Study text
====
Having already provided urgent cash boosts worth around £1.2 billion to more than 5,000 organisations in England, the last stage of the funding programme is now aiming to safeguard the futures of many more cultural institutions.

The focus of this final round is the sector-wide move towards reopening at full capacity, seen as the best way of increasing resilience, enabling forward planning and protecting jobs.

“Our record-breaking Culture Recovery Fund has already helped thousands of organisations across the country to survive and protected hundreds of thousands of jobs,” states Dowden. “Now, as we look forward to full reopening, this funding shows our commitment to stand behind culture and heritage all the way through the pandemic.”

Approaching £220 million will be made available directly through the Fund, whether organisations are new applicants at imminent risk of failure or existing recipients of Culture Recovery Fund grants.

Sir Nicholas Serota, chair of Arts Council England, welcomed the news, labelling the Cultural Recovery Fund “a lifeline for the sector” that has already “saved hundreds of cultural organisations across the country from collapse”.
====
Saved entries
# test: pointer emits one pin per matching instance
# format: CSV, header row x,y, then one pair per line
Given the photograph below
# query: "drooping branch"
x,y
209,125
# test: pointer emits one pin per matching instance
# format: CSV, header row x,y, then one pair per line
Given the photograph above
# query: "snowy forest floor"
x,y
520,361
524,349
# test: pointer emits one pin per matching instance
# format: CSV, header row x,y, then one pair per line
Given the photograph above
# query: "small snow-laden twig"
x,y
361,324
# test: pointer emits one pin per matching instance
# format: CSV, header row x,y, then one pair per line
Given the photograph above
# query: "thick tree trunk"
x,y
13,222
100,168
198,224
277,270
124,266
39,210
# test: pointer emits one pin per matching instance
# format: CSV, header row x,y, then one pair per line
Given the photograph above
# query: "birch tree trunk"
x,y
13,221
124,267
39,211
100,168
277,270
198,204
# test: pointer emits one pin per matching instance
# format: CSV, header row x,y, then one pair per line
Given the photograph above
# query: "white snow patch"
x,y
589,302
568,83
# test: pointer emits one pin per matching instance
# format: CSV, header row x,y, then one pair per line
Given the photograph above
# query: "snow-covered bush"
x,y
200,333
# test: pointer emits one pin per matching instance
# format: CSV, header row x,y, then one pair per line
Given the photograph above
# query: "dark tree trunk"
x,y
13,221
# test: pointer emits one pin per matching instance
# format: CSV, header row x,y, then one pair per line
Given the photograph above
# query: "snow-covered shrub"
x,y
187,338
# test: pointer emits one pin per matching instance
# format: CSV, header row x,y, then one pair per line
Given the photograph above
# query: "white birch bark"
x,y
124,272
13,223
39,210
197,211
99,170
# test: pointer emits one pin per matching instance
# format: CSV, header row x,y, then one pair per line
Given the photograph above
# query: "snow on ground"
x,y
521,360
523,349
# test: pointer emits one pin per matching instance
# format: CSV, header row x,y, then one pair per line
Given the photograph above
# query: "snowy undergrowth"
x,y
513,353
====
Exercise description
Extract the complete passage about the Culture Recovery Fund word for word, with no changes. None of these rows matter here.

Task response
Having already provided urgent cash boosts worth around £1.2 billion to more than 5,000 organisations in England, the last stage of the funding programme is now aiming to safeguard the futures of many more cultural institutions.

The focus of this final round is the sector-wide move towards reopening at full capacity, seen as the best way of increasing resilience, enabling forward planning and protecting jobs.

“Our record-breaking Culture Recovery Fund has already helped thousands of organisations across the country to survive and protected hundreds of thousands of jobs,” states Dowden. “Now, as we look forward to full reopening, this funding shows our commitment to stand behind culture and heritage all the way through the pandemic.”

Approaching £220 million will be made available directly through the Fund, whether organisations are new applicants at imminent risk of failure or existing recipients of Culture Recovery Fund grants.

Sir Nicholas Serota, chair of Arts Council England, welcomed the news, labelling the Cultural Recovery Fund “a lifeline for the sector” that has already “saved hundreds of cultural organisations across the country from collapse”.